Selected text
****************************************

9. Substance misuse (including alcohol, illicit drugs and prescription drug misuse)
This chapter focuses mainly on regular heavy use of, and dependence on, alcohol and other substances (including illicit and prescription or over-the-counter drugs). The standards for licensing do not address acute intoxication, which is subject to drink-drug driving laws (refer to Appendix 4: Drivers’ legal BAC limits) or to policies regarding random drug and alcohol testing within workplaces. However, it is possible for a long-term dependent person to be impaired due to both chronic use and recent consumption, and these risks are factors in considering the fitness to drive of such people. More information about acute intoxication and driving can be found on driver licensing authority websites.

****************************************

Data

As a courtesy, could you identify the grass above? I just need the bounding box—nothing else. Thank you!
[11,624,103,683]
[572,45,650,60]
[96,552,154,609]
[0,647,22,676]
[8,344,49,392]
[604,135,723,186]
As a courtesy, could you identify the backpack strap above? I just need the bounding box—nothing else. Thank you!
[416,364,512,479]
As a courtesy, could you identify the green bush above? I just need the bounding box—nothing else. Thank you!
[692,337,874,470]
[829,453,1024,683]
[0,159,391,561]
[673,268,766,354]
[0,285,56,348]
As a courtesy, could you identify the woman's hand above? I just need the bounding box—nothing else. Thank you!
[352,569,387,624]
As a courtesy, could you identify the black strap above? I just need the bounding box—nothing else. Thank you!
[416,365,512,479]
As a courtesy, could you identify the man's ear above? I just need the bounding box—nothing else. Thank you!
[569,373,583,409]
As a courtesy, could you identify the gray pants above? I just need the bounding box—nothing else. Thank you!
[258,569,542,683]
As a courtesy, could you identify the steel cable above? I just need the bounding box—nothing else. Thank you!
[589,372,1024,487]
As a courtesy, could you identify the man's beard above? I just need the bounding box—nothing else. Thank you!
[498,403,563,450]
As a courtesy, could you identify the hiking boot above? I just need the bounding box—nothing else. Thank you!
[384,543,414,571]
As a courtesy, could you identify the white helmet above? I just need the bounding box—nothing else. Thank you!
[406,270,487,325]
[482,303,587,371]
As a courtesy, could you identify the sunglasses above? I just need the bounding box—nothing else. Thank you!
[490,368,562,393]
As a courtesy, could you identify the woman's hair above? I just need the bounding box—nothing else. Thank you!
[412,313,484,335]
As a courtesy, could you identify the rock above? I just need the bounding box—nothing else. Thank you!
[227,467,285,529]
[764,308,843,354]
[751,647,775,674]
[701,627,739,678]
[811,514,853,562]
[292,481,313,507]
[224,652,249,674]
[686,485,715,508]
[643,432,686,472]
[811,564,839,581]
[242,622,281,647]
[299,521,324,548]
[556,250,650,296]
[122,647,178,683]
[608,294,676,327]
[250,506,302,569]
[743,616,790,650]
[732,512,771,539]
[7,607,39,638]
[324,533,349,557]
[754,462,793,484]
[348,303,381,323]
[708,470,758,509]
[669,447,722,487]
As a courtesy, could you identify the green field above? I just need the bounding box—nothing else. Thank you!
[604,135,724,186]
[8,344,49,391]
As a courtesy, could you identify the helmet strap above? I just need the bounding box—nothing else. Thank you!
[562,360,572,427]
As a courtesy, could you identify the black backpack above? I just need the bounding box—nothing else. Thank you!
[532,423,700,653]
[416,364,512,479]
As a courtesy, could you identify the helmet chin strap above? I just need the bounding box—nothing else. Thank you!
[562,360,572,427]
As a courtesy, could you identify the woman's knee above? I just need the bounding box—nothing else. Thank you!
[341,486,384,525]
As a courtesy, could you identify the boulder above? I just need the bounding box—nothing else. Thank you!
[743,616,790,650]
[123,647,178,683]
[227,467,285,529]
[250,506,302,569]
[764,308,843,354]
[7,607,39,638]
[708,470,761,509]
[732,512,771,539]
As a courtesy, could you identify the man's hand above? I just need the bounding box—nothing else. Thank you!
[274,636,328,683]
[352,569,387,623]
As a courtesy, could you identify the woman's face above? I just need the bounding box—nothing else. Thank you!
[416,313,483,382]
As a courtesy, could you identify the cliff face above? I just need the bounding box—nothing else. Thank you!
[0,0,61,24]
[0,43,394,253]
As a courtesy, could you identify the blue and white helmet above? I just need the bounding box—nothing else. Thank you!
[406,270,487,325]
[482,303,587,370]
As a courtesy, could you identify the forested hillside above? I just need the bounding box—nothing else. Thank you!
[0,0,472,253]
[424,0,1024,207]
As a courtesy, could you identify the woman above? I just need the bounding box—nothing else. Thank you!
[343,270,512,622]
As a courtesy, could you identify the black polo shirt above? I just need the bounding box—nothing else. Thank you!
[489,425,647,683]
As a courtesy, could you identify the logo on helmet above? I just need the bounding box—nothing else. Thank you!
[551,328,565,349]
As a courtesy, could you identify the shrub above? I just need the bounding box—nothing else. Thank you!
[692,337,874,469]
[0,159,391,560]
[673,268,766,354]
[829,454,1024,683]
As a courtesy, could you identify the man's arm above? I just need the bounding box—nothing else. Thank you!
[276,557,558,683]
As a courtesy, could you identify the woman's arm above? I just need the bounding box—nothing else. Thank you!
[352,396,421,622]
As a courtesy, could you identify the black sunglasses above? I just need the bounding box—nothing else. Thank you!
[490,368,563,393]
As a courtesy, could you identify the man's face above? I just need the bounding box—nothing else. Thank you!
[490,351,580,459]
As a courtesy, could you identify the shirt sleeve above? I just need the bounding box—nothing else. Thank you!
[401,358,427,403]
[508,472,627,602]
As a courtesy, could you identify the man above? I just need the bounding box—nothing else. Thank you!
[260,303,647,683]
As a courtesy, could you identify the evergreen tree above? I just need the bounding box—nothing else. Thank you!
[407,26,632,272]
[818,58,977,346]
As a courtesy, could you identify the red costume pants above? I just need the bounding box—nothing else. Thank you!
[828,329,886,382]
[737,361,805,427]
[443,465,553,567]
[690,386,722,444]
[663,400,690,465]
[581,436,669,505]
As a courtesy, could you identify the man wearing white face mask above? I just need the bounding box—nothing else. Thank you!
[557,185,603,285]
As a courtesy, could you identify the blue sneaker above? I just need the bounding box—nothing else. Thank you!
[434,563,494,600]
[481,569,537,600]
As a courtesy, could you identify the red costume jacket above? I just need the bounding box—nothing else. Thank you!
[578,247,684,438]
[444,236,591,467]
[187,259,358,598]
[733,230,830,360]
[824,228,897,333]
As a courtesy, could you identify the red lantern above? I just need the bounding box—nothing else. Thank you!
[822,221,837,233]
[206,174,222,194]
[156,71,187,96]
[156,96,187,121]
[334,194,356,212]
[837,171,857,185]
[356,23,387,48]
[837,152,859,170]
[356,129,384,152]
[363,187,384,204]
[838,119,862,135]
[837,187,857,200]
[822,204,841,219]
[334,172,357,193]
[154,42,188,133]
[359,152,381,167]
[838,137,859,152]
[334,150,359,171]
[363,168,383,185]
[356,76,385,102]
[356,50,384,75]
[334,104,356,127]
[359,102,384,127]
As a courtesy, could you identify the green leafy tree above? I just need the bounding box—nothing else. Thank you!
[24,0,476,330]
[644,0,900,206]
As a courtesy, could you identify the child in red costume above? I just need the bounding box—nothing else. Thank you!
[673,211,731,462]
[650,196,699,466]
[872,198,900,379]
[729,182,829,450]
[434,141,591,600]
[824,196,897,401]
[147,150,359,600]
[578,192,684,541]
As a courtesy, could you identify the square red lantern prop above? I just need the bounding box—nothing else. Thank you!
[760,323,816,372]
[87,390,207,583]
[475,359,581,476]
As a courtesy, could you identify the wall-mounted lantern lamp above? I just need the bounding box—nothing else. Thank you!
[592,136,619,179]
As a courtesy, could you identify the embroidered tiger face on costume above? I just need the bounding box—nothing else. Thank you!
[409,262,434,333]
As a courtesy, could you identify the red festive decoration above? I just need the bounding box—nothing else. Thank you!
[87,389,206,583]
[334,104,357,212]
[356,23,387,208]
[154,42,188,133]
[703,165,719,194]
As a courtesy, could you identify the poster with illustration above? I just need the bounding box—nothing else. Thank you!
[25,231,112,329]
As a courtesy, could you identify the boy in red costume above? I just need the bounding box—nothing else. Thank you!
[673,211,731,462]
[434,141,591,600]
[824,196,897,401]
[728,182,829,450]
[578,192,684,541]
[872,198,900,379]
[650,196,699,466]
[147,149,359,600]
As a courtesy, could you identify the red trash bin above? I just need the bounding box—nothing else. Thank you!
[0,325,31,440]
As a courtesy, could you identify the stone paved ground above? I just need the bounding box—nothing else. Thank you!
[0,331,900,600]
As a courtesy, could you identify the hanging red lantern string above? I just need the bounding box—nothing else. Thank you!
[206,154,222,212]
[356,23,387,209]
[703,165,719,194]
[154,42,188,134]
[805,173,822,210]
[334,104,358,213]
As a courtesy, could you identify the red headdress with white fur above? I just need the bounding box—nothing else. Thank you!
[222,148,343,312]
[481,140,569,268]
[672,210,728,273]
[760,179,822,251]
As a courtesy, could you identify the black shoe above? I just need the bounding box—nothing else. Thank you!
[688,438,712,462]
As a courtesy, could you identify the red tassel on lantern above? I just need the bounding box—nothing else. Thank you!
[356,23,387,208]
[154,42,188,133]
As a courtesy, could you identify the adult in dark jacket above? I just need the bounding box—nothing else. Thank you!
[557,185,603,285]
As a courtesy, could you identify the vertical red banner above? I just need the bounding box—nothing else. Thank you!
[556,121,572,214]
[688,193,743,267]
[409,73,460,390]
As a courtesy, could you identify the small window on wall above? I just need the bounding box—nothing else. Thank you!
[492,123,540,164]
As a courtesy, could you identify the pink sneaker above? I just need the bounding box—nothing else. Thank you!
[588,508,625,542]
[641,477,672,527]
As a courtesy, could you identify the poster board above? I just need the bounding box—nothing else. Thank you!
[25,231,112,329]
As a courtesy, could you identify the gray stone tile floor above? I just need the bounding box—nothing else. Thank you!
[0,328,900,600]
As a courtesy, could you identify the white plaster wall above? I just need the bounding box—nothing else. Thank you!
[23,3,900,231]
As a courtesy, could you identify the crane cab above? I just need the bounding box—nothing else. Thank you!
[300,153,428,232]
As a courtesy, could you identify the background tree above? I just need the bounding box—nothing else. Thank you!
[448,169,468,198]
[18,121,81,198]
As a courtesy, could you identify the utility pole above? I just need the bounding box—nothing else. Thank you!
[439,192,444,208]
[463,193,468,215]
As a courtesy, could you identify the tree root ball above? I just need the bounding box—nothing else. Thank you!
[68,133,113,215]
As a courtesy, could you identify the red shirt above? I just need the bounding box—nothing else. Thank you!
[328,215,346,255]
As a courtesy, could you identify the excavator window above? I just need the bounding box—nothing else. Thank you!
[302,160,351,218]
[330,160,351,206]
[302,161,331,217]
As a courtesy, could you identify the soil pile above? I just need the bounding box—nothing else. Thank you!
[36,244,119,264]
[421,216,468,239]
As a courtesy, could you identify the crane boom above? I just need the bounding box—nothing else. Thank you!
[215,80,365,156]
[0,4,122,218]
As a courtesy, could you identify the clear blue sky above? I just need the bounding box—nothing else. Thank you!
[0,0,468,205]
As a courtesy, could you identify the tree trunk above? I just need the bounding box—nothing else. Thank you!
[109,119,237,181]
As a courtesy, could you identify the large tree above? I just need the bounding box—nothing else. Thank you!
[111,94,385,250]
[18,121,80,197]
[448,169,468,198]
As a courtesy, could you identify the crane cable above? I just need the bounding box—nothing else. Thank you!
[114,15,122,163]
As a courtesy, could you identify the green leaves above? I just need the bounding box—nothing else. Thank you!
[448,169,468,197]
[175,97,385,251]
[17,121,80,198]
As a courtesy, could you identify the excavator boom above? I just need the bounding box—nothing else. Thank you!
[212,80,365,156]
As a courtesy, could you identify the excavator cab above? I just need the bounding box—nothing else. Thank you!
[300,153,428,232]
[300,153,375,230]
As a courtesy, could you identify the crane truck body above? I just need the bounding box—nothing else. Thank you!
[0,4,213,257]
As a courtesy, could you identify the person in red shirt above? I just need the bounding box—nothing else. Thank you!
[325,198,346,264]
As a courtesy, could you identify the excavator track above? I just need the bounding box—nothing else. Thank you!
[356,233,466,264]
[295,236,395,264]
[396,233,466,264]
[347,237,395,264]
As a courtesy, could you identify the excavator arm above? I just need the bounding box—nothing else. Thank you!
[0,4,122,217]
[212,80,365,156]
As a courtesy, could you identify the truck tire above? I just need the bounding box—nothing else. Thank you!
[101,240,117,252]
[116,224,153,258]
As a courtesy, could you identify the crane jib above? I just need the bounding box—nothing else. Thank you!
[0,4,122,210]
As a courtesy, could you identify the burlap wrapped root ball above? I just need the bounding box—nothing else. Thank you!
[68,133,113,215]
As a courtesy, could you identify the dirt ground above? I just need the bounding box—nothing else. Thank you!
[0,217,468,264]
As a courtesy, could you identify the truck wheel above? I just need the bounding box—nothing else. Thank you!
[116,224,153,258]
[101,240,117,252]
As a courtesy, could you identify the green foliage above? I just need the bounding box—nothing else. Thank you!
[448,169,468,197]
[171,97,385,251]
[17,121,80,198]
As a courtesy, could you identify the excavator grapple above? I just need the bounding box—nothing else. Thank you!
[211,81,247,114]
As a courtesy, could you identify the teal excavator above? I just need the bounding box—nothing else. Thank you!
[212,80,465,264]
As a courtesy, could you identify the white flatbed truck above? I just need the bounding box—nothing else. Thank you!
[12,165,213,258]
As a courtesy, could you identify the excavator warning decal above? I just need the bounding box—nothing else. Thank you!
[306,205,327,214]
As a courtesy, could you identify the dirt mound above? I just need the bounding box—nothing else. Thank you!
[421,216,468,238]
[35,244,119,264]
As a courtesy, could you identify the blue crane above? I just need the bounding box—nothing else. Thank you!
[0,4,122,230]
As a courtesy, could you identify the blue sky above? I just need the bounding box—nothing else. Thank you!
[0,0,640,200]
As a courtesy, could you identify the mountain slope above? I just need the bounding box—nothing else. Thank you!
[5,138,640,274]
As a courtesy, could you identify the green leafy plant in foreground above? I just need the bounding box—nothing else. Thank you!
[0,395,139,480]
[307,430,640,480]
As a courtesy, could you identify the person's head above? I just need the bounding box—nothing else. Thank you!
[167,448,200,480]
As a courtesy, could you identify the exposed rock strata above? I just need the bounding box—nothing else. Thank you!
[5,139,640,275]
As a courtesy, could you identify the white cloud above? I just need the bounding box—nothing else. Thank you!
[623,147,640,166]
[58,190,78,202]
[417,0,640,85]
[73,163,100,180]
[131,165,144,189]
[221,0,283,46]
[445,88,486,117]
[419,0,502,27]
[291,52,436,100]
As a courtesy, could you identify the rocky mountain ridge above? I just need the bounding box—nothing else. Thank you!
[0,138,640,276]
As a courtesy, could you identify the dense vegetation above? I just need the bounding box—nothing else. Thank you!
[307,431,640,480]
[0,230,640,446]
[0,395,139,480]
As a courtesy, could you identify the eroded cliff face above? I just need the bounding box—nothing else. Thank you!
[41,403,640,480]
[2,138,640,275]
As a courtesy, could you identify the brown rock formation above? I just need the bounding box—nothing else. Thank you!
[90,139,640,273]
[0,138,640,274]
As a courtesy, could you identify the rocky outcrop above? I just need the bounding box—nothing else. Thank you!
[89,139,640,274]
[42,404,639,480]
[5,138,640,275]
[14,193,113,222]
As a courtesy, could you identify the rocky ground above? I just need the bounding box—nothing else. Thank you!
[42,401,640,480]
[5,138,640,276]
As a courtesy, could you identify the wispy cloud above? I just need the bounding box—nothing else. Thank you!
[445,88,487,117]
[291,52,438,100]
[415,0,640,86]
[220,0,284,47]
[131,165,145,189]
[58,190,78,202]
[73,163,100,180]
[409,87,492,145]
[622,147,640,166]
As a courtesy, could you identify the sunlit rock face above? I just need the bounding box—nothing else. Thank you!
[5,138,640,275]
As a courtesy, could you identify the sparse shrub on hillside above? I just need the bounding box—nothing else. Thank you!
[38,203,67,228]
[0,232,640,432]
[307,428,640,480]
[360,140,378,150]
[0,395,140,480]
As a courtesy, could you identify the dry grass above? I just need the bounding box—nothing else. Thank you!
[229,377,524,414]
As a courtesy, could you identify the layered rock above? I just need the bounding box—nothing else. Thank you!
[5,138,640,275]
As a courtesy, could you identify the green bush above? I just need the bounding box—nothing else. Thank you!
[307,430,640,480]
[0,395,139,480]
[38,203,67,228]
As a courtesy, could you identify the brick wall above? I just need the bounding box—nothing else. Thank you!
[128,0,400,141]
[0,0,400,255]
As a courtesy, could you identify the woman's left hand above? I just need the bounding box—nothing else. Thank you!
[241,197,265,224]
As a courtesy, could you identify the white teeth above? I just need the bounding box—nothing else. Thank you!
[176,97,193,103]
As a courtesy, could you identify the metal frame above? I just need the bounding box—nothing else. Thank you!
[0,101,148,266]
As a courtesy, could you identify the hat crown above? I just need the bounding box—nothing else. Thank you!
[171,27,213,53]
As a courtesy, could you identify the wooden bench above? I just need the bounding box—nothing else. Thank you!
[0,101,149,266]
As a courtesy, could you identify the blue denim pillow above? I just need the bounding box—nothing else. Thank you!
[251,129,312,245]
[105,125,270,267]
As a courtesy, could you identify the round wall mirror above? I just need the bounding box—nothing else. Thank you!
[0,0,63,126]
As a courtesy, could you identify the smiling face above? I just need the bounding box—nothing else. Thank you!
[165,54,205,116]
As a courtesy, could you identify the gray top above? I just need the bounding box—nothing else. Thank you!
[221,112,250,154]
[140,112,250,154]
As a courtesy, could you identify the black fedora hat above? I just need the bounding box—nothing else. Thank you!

****************************************

Work task A
Answer these from the text on substance misuse and driving, one line each:
(i) What does the chapter mainly focus on?
(ii) What is acute intoxication subject to instead of the licensing standards?
(iii) Where can more information about acute intoxication and driving be found?
Work task B
Write the next part of the text on substance misuse and driving, picking up after its final sentence.

Response box A
(i) Regular heavy use of, and dependence on, alcohol and other substances, including illicit and prescription or over-the-counter drugs.
(ii) Drink-drug driving laws, or policies regarding random drug and alcohol testing within workplaces.
(iii) On driver licensing authority websites.

Response box B
Chronic misuse of alcohol and other substances can lead to a syndrome of dependence, characterised by several of the following features:
- tolerance, as defined by either a need for markedly increased amounts of the substance to achieve intoxication or desired effect, or a markedly diminished effect with continued use of the same amount of substance
- withdrawal, as manifested by either the characteristic withdrawal syndrome for the substance, or the same (or a closely related) substance is taken to relieve or avoid withdrawal symptoms
- the substance is often taken in larger amounts or over a longer period than was intended
- there is a persistent desire or unsuccessful efforts to cut down or control substance use
- a great deal of time is spent in activities to obtain the substance, use the substance or recover from its effects
- important social, occupational or recreational activities are given up or reduced because of substance use, and/or
- the substance use is continued despite knowledge of having a persistent or recurrent physical or psychological problem that is likely to have been caused or exacerbated by the substance (e.g. continued drinking despite recognition that an ulcer was made worse by alcohol consumption).